| Text to read |
Kevin takes a trip to New York and while he's there he decides to pick up a hooker. While they're having sex she begins to scream, "ooooh ahhh". Since it's so loud Kevin assumes it's a sign that she's really enjoying the sex so he screams back "YES! YES!" The next day he's golfing with some New York business associates. He shoots a hole-in-one and starts jumping around screaming "ooooh ahhh!". Puzzled, one New York guy asks, "Why are you screaming wrong hole?"

Reactions: Funny 3


----------



## ripjack13 (Jan 18, 2015)



Reactions: Funny 1


----------



## Kevin (Jan 19, 2015)

Tony said:


> Forgive my ignorance



Your ignorance is that they really do have some beauties up there and some of our northern bretheren are married to them.


----------



## Kevin (Jan 19, 2015)

| Brief |
Reproduce the forum thread's wording between "Kevin takes a" and "(Jan 18, 2015)", inclusive.

| Data segment |
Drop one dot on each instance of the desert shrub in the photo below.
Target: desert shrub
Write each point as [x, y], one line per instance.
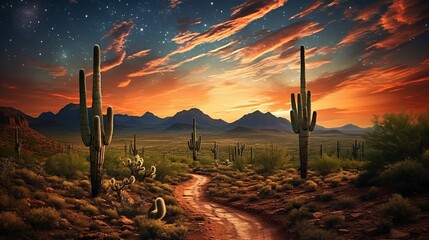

| Exercise output |
Kevin takes a trip to New York and while he's there he decides to pick up a hooker. While they're having sex she begins to scream, "ooooh ahhh". Since it's so loud Kevin assumes it's a sign that she's really enjoying the sex so he screams back "YES! YES!" The next day he's golfing with some New York business associates. He shoots a hole-in-one and starts jumping around screaming "ooooh ahhh!". Puzzled, one New York guy asks, "Why are you screaming wrong hole?"

Reactions: Funny 3


----------



## ripjack13 (Jan 18, 2015)